• [Task statement] Can you write out every one of the lines below word for word, with each number, bracket and punctuation mark unchanged?
───── Dataset extract ─────
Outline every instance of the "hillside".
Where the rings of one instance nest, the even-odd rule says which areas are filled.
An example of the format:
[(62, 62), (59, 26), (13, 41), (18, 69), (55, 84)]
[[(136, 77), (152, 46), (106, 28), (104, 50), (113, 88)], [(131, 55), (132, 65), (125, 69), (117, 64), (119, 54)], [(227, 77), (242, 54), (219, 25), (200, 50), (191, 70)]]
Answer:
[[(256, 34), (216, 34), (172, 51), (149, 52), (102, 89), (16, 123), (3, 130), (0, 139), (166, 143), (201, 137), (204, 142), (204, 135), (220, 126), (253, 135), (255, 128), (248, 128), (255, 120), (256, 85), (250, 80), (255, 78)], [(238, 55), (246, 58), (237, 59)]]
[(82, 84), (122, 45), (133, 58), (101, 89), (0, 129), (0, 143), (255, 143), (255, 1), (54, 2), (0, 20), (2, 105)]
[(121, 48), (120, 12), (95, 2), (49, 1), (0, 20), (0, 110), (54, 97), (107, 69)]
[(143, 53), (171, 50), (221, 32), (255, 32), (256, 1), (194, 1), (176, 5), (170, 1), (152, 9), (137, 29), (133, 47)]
─────
• [Solution for this problem]
Outline every instance of the "hillside".
Where the rings of one instance nest, the even-odd rule says which areas are filled.
An example of the format:
[(62, 62), (59, 26), (13, 41), (18, 69), (55, 84)]
[[(136, 77), (152, 46), (106, 28), (104, 50), (113, 88)], [(131, 55), (132, 65), (125, 69), (117, 64), (119, 54)], [(227, 77), (242, 54), (219, 25), (200, 50), (191, 70)]]
Answer:
[[(256, 34), (216, 34), (172, 51), (149, 52), (102, 89), (16, 123), (3, 130), (0, 139), (166, 143), (201, 137), (204, 142), (204, 135), (220, 126), (253, 135), (255, 128), (248, 128), (255, 120), (256, 85), (250, 80), (255, 78)], [(238, 55), (246, 58), (237, 59)]]
[(82, 84), (122, 45), (133, 58), (101, 89), (0, 129), (0, 143), (255, 143), (255, 1), (54, 2), (0, 20), (2, 105)]
[(121, 48), (120, 12), (95, 2), (49, 1), (0, 20), (0, 110), (54, 97), (107, 69)]
[(143, 53), (171, 50), (221, 32), (255, 32), (256, 1), (194, 1), (176, 5), (170, 1), (152, 9), (137, 29), (133, 47)]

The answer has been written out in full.